How to be a Rock Star.

Or, The Foley Formula for Rock Success, in Canada and Around the World (paperback)

Anyone who’s known me for any length of time knows that I am driven by music, and inevitably destined to be a rock star. Really – ask anyone. How am I going to accomplish this, you ask?

Well, I’ve done a lot of research into the matter, and carefully observed the careers of groups and artists over the years. I can correctly predict what songs or bands will be one-hit wonders, who’ll make it despite the odds, who’ll disband, who’s jumped the shark, etc. etc. etc.

Now I admit, I’m not perfect. I don’t know everything about everyone, and there are constantly new bands and styles popping up and learning me. And that’s cool. But there are fundamental rules behind rock stardom, and they must be heeded.

Here now is a quick breakdown of everything you need to know to be a rock star.

It has to be about the music.

I know, I know – a lot of bands have gotten together purely for the fame. And yes, a fair 99% of all musicians everywhere learned how to play a particular instrument purely to attract a member of the oppostite sex. But don’t lose focus – you’re primary M.O. has got to be about making music, or else you’re little more than a kind of Anna Nicole, leaching fame and fortune by draping a guitar over your neck and dressing a certain way (not that that doesn’t work for a number of stars anyway).

....................

= Task description =
Repeat the rock-star post from "Here now is" up to and including "of stars anyway).", swapping "guitar" for "bass".

....................

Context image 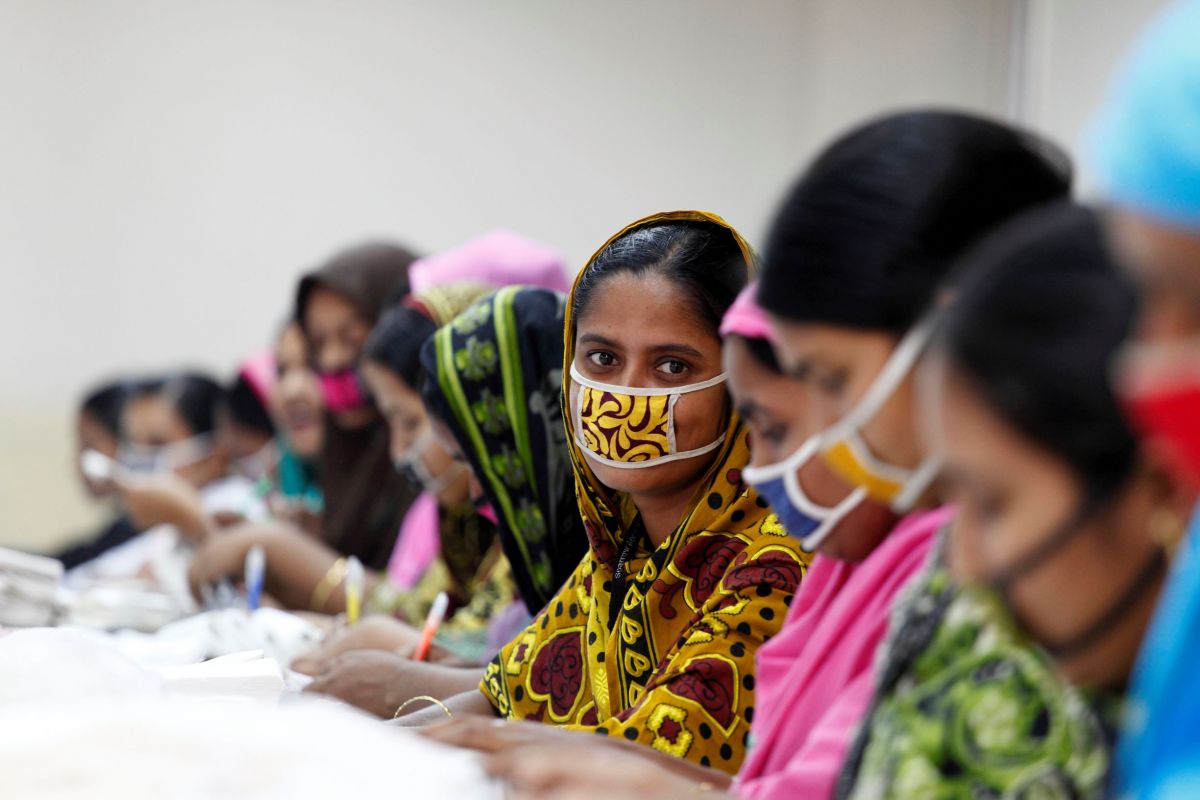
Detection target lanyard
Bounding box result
[608,516,646,630]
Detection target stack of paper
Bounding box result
[0,548,62,627]
[151,650,284,702]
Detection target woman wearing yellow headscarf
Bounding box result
[422,211,808,772]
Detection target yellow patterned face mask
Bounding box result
[571,363,725,469]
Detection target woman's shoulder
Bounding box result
[866,565,1109,796]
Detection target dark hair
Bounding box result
[725,333,784,374]
[138,372,224,435]
[79,379,138,438]
[571,222,748,333]
[362,306,438,391]
[223,374,275,437]
[935,203,1138,495]
[757,112,1070,332]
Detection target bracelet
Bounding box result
[308,558,346,613]
[391,694,454,720]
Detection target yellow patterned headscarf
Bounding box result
[481,211,806,774]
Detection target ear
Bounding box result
[1142,444,1196,552]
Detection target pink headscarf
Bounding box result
[408,230,571,294]
[721,281,775,344]
[238,350,276,408]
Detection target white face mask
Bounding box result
[571,363,725,469]
[743,319,941,549]
[392,426,466,495]
[234,441,281,481]
[116,433,216,475]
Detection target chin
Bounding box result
[330,408,376,431]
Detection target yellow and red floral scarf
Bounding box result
[481,211,809,774]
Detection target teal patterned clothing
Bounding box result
[835,534,1111,800]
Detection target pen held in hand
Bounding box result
[245,545,266,612]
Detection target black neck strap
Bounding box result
[608,515,646,628]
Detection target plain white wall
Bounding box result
[0,0,1159,546]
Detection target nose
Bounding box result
[317,342,358,372]
[468,470,487,504]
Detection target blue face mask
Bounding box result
[742,434,866,552]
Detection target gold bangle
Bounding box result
[391,694,454,720]
[308,558,346,613]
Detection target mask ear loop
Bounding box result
[569,362,728,469]
[985,489,1166,658]
[821,317,941,513]
[667,395,683,455]
[742,434,866,551]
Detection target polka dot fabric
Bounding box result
[481,429,808,774]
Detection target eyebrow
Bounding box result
[580,333,704,359]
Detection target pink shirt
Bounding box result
[734,509,953,800]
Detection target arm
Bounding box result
[305,650,490,720]
[396,686,496,728]
[737,669,875,800]
[556,543,803,774]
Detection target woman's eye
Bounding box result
[758,425,787,445]
[588,350,617,367]
[817,374,846,397]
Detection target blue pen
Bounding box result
[245,545,266,610]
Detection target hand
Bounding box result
[187,533,257,599]
[305,650,424,720]
[292,614,421,675]
[484,742,725,800]
[116,473,209,541]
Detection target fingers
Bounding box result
[484,745,614,800]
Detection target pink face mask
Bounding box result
[318,369,367,414]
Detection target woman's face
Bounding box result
[725,336,895,561]
[304,287,374,429]
[121,393,228,488]
[772,317,907,561]
[923,360,1183,687]
[362,360,469,506]
[430,416,491,509]
[271,323,325,459]
[76,411,120,500]
[570,272,730,495]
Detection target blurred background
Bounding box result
[0,0,1164,549]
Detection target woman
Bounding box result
[907,205,1194,796]
[300,288,587,717]
[191,285,496,633]
[295,243,416,570]
[70,372,243,603]
[758,113,1103,796]
[414,211,806,772]
[1091,6,1200,798]
[268,321,325,527]
[54,380,138,570]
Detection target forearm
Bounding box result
[259,530,346,614]
[604,736,733,796]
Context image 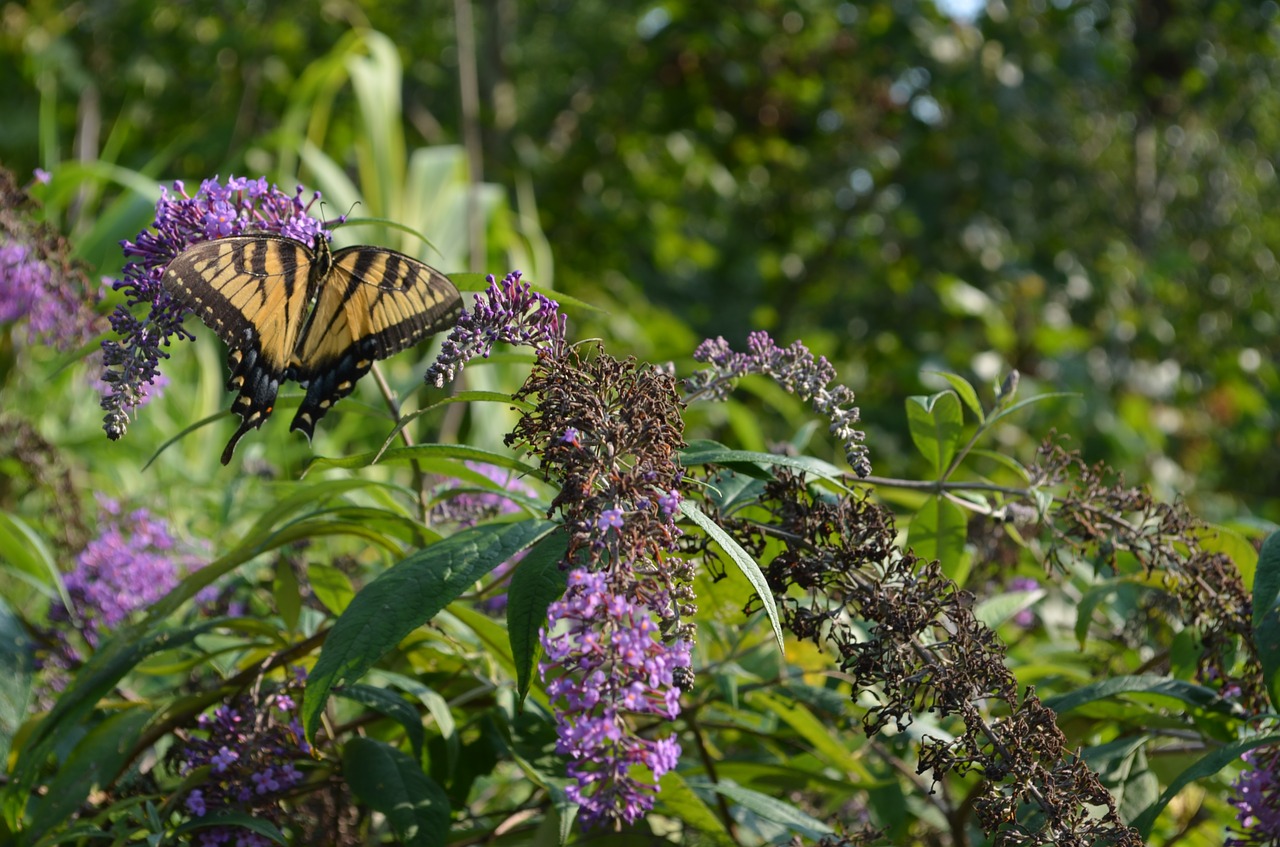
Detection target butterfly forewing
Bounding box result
[164,235,462,464]
[164,235,314,464]
[164,235,312,374]
[291,247,462,438]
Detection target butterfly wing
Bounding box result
[289,247,462,439]
[163,235,315,464]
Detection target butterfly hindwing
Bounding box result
[163,235,314,464]
[289,247,462,439]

....................

= Worked answer =
Here now is a quick breakdown of everything you need to know to be a rock star.

It has to be about the music.

I know, I know – a lot of bands have gotten together purely for the fame. And yes, a fair 99% of all musicians everywhere learned how to play a particular instrument purely to attract a member of the oppostite sex. But don’t lose focus – you’re primary M.O. has got to be about making music, or else you’re little more than a kind of Anna Nicole, leaching fame and fortune by draping a bass over your neck and dressing a certain way (not that that doesn’t work for a number of stars anyway).